● Consigne: D'après le texte ci-dessous sur l'appel de la SARL Infotax, quelle part du capital de la société Cursus Vidéo Jean-Christophe Velon détenait-il ?

··· Extrait du texte

La SARL Infotax a interjeté appel uniquement à l'encontre de Jean-Christophe Velon. Elle reproche, en effet, au Tribunal de ne pas avoir motivé sa décision de rejet des demandes qu'elle avait formulées contre ce défendeur dans son assignation, alors qu'elle avait exposé ses griefs. Elle prétend que l'intimé a pris une participation active et délibérée aux faits de concurrence déloyale qui ont été caractérisés à l'encontre de la société Cursus Vidéo. Elle estime qu'il a engagé sa responsabilité personnelle par ses agissements fautifs, se rattachant par un lien direct à la gestion de la société dont il était le mandataire légal et principal associé. Elle souligne qu'à ces faits sont attestés par plusieurs personnes, dont les témoignages ne sauraient être remis en cause par d'autres attestations produites tardivement par l'intimé et qui sont contestables. Elle observe que Jean-Christophe Velon détenait les 9/10 du capital de la société Cursus Vidéo, qui n'employait aucun salarié et dont l'objet social ne concernait pas initialement le même secteur d'activité que celui de la concluante. Elle conteste que ses produits aient été de qualité insuffisante, observant que cette assertion n'avait jamais été formulée. En conséquence, elle sollicite l'infirmation du jugement déféré en ce qu'elle a été déboutée de ses prétentions contre Jean-Christophe Velon, la condamnation de ce dernier à lui régler, à titre personnel et solidairement, ou à défaut in solidum avec la société Cursus Vidéo, la somme de 100 000 F à titre de dommages et intérêts, avec intérêts au taux légal à compter du 23 mars 1995, subsidiairement du 13 janvier 1997, ainsi qu'une indemnité de 20 000 F en vertu de l'article 700 du NCPC. Elle demande enfin de débouter l'intimé de ses demande, estimant que son recours n'a aucun caractère abusif, compte tenu de l'absence de motivation du jugement et du caractère irrécouvrable de sa créance contre la société Cursus Vidéo.

······
··· Données fournies

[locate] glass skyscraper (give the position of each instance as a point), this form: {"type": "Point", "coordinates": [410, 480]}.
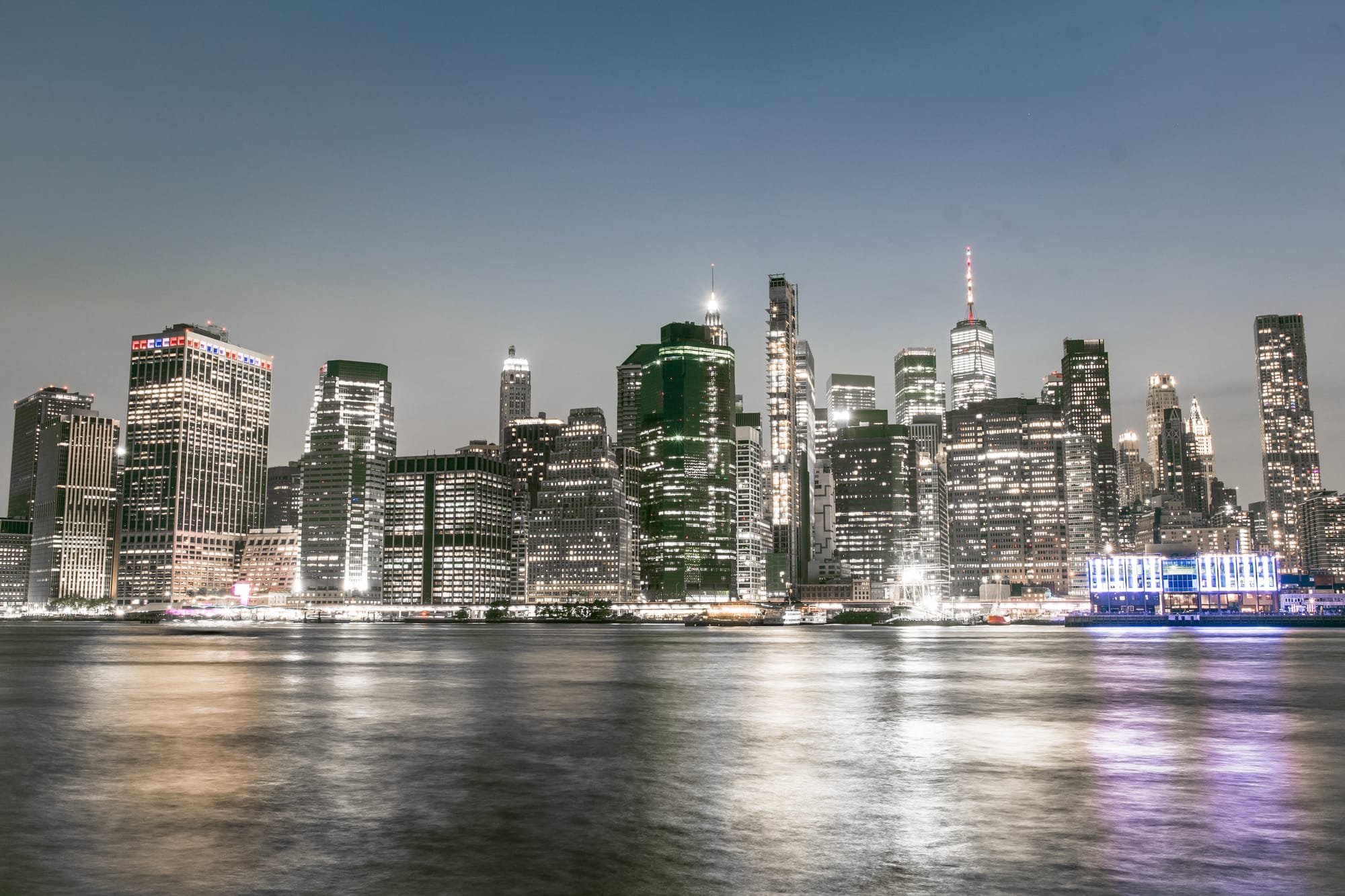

······

● Réponse: Il en détenait les 9/10.